§ Written request
Reproduce only the lines that run from the line with "Mark one point on every instance of the soil" to the last line of the material, both ends included, exactly as they appear.

---- Information provided

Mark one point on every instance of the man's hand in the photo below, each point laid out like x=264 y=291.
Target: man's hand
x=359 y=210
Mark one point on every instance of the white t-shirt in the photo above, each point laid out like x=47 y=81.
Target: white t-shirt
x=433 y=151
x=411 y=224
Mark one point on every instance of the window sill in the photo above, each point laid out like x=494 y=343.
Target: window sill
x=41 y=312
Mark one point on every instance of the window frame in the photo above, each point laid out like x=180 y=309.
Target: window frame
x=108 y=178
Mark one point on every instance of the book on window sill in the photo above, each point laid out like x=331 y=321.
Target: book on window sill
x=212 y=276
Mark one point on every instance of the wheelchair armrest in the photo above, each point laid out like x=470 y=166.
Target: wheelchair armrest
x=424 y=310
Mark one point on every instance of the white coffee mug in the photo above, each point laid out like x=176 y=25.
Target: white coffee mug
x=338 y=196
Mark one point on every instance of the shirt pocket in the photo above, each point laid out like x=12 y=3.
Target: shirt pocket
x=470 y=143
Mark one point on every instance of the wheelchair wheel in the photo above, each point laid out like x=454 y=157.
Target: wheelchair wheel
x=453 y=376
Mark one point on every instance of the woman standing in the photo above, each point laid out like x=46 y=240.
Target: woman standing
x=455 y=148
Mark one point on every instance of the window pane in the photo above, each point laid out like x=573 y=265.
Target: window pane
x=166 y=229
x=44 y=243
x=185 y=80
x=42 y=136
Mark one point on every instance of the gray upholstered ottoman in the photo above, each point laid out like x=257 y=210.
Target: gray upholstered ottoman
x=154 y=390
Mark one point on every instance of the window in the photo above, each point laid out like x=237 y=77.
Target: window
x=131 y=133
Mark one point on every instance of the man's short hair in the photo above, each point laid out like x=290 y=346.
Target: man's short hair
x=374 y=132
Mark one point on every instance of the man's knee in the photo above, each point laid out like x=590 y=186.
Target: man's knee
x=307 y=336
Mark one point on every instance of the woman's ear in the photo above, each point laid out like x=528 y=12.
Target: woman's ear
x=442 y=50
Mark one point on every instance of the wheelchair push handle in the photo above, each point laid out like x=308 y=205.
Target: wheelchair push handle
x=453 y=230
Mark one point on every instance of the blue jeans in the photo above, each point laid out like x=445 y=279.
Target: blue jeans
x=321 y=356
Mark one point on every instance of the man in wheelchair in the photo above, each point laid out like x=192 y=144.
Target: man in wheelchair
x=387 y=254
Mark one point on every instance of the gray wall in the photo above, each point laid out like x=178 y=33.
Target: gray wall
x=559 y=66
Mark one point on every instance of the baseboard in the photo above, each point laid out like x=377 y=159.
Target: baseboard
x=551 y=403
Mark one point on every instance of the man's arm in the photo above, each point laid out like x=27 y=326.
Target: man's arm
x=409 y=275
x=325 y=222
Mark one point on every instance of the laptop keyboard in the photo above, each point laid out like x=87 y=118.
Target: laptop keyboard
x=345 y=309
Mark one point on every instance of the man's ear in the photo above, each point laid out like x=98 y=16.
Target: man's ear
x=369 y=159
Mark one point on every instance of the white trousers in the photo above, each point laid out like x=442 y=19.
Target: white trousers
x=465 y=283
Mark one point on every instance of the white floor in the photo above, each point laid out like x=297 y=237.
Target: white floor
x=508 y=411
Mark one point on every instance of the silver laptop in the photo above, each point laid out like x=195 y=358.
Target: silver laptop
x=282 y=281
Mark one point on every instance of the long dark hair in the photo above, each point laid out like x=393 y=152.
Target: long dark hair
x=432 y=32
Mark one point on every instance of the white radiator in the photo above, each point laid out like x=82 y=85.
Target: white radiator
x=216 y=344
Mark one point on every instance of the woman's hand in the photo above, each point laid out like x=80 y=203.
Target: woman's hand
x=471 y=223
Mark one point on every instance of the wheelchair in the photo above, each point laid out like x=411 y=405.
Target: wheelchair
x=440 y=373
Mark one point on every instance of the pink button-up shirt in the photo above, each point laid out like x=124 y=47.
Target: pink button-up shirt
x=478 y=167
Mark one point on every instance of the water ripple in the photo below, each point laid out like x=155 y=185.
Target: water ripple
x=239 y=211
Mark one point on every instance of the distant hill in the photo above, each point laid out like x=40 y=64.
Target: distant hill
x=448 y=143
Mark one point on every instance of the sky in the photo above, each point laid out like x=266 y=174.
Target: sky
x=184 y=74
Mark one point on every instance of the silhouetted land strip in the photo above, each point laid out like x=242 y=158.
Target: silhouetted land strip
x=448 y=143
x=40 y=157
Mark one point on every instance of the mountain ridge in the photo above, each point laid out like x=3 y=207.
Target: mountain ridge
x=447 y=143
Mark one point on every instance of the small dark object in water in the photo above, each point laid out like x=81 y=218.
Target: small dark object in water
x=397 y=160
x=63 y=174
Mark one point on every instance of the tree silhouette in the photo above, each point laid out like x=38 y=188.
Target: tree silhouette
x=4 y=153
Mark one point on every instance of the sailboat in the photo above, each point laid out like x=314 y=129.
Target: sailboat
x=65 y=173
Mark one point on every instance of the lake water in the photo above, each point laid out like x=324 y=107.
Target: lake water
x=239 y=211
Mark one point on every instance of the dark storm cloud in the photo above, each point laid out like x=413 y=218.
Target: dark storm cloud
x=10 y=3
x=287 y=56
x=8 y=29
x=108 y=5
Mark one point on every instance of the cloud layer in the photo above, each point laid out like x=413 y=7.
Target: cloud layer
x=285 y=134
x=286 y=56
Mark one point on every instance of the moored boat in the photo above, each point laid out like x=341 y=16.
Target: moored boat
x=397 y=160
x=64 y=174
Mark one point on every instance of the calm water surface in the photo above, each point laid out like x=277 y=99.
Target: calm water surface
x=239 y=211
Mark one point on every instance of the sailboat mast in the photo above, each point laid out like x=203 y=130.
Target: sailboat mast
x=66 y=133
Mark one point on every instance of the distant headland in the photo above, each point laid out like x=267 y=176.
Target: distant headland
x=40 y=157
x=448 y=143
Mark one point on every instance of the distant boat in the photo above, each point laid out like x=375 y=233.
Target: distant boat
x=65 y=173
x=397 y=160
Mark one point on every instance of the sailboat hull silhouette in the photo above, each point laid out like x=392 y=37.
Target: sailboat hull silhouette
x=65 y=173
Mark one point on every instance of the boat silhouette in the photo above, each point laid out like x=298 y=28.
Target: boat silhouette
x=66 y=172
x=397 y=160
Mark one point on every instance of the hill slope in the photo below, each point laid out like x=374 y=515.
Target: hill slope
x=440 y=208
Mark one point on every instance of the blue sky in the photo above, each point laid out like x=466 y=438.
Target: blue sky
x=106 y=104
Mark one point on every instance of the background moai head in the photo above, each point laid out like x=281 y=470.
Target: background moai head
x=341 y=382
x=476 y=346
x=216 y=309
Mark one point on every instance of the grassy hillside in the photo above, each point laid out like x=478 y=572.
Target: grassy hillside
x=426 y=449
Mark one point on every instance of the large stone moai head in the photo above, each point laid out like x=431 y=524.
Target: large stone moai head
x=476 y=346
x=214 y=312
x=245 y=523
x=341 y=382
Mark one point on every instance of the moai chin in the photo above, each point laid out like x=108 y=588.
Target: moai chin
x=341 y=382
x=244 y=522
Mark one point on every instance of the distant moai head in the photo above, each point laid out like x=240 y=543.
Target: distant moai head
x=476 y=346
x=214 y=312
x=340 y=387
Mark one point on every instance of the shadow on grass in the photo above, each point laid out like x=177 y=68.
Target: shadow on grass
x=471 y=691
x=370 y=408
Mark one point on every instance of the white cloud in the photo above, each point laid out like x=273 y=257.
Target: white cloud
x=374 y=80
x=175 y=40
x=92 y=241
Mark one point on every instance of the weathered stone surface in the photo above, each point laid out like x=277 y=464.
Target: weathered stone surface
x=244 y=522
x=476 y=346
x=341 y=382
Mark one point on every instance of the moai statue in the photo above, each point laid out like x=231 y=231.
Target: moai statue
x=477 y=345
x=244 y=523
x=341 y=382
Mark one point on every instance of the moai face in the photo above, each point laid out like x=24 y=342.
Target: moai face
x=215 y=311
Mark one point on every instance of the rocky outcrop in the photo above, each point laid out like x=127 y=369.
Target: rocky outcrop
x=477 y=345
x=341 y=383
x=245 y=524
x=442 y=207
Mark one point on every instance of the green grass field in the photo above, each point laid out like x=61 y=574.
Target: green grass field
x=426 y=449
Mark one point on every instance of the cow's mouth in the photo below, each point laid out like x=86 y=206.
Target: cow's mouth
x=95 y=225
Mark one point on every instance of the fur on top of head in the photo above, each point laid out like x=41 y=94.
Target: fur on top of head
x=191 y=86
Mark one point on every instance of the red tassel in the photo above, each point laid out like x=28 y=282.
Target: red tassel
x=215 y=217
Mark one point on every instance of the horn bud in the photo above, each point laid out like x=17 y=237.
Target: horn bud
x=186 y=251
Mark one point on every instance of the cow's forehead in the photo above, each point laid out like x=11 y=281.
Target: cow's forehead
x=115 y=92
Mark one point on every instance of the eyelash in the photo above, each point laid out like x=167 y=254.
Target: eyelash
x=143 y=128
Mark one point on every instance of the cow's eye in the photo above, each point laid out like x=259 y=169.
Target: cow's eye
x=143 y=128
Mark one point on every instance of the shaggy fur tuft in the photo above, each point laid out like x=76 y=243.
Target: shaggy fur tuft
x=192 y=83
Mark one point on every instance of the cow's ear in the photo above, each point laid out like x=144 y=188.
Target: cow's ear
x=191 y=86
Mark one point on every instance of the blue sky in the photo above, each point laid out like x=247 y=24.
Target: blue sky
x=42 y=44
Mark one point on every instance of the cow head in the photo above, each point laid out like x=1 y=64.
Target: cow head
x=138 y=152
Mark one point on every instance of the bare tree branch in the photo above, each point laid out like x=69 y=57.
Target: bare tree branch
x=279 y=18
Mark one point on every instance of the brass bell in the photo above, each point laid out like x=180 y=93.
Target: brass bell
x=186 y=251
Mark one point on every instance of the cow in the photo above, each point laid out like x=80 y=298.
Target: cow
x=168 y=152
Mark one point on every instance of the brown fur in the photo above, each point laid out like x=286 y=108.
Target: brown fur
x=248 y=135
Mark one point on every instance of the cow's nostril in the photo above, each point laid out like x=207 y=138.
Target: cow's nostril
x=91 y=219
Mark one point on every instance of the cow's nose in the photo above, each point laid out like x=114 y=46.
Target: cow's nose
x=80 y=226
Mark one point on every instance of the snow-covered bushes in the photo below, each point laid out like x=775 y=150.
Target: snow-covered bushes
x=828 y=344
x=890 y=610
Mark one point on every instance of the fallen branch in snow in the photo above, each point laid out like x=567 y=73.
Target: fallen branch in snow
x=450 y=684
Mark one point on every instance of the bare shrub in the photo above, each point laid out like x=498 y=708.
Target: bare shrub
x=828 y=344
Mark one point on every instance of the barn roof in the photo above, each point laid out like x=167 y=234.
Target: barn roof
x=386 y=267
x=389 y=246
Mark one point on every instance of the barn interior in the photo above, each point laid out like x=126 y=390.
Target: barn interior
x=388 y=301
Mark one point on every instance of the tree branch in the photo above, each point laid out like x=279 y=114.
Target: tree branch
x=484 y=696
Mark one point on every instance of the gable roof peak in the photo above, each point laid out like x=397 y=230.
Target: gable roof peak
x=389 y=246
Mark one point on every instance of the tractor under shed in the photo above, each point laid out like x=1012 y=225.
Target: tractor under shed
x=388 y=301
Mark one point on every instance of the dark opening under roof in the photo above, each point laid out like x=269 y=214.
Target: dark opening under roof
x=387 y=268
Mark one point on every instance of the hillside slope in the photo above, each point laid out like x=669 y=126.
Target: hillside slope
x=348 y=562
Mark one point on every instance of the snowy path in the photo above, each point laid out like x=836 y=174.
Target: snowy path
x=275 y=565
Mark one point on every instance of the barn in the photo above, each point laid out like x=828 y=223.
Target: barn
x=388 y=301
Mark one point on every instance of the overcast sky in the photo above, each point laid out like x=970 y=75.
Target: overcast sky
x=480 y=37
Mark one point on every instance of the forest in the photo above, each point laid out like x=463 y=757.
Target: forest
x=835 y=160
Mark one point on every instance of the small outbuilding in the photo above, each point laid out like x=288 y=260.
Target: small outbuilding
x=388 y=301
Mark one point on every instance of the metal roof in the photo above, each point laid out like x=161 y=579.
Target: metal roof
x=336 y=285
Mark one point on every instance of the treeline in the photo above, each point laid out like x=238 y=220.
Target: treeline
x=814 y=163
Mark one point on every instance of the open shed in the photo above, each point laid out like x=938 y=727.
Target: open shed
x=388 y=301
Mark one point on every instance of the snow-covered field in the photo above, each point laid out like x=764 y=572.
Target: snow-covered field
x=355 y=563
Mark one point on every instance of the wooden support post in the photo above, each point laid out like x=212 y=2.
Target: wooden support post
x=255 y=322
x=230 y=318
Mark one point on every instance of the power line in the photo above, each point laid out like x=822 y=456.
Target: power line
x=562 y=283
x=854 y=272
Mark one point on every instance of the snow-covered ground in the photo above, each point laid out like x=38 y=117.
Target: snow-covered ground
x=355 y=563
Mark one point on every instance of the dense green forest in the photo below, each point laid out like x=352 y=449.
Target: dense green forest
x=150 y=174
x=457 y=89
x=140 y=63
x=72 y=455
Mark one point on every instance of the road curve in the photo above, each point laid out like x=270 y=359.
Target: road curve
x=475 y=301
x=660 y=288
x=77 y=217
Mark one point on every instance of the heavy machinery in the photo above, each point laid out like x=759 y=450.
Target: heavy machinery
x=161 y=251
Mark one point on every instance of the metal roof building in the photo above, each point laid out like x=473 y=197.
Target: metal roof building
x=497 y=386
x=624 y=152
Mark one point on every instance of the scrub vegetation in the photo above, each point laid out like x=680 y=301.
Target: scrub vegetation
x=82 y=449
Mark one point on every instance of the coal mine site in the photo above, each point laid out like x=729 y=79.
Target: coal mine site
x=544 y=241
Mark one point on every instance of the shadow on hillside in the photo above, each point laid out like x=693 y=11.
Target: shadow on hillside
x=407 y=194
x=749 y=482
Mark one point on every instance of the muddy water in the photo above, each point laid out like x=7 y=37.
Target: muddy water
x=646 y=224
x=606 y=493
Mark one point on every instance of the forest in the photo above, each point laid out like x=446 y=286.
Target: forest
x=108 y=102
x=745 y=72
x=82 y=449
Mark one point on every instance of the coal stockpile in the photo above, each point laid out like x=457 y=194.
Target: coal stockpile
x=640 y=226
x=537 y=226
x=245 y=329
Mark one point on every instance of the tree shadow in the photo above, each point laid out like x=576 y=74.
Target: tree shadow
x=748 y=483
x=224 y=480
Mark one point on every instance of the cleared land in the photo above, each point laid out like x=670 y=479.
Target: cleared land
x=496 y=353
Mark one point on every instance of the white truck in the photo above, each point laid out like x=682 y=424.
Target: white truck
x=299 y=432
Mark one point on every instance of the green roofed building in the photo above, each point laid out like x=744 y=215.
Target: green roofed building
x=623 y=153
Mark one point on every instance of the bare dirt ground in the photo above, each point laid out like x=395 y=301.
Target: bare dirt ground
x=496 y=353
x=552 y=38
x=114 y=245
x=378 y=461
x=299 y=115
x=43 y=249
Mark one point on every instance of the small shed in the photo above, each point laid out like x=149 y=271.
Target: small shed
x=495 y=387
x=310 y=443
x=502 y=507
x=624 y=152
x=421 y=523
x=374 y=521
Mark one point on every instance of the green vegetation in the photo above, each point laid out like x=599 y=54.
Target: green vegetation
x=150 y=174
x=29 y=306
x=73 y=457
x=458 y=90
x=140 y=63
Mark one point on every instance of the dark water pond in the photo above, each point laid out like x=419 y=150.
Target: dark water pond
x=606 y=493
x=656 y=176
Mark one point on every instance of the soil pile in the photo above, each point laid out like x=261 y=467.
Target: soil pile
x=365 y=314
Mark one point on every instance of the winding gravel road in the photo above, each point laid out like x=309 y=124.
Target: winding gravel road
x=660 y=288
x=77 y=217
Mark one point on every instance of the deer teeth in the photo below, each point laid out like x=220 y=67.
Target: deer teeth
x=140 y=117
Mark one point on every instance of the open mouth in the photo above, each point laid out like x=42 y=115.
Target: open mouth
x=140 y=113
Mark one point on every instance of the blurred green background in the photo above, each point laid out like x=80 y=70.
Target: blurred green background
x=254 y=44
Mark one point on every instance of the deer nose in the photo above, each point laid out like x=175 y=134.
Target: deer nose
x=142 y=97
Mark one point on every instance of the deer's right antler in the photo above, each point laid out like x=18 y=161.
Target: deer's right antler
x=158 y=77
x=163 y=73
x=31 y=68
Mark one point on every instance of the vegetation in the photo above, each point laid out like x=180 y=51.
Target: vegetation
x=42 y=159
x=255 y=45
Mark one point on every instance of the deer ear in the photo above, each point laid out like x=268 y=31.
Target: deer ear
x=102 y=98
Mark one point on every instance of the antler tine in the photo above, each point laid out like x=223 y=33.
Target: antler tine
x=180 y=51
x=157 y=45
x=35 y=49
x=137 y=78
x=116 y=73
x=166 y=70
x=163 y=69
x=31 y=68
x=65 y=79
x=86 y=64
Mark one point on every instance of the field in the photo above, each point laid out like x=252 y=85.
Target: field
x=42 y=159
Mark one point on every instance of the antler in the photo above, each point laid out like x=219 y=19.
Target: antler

--------

§ Answer to this exercise
Mark one point on every instance of the soil pile in the photo above, each point laid out like x=261 y=467.
Target: soil pile
x=365 y=314
Mark one point on every instance of the winding gravel road in the photo above, each point laid out like x=309 y=124.
Target: winding gravel road
x=660 y=288
x=77 y=217
Mark one point on every instance of the deer teeth in the photo below, each point laid out like x=220 y=67.
Target: deer teeth
x=140 y=117
Mark one point on every instance of the open mouth in the photo above, each point laid out like x=42 y=115.
Target: open mouth
x=140 y=113
Mark one point on every instance of the blurred green background in the photo above, each point laid out like x=80 y=70.
Target: blurred green background
x=254 y=44
Mark one point on every instance of the deer nose in the photo above, each point laid out like x=175 y=134.
Target: deer nose
x=142 y=97
Mark one point on every instance of the deer's right antler in the photo above, each point laid out like x=18 y=161.
Target: deer's right antler
x=158 y=77
x=163 y=73
x=31 y=68
Mark one point on every instance of the vegetation in the photo above, each point laid out like x=180 y=51.
Target: vegetation
x=42 y=159
x=255 y=45
Mark one point on every instance of the deer ear in the photo above, each point laid out like x=268 y=31.
Target: deer ear
x=102 y=98
Mark one point on every instance of the antler tine in the photo above, each point laid out like x=223 y=33.
Target: antler tine
x=180 y=51
x=157 y=45
x=35 y=49
x=137 y=78
x=116 y=73
x=166 y=70
x=163 y=69
x=31 y=68
x=65 y=79
x=86 y=64
Mark one point on every instance of the field in the photo above, each point laid out like x=252 y=85.
Target: field
x=42 y=159
Mark one point on every instance of the antler in the photo above, each point laid out like x=219 y=19.
Target: antler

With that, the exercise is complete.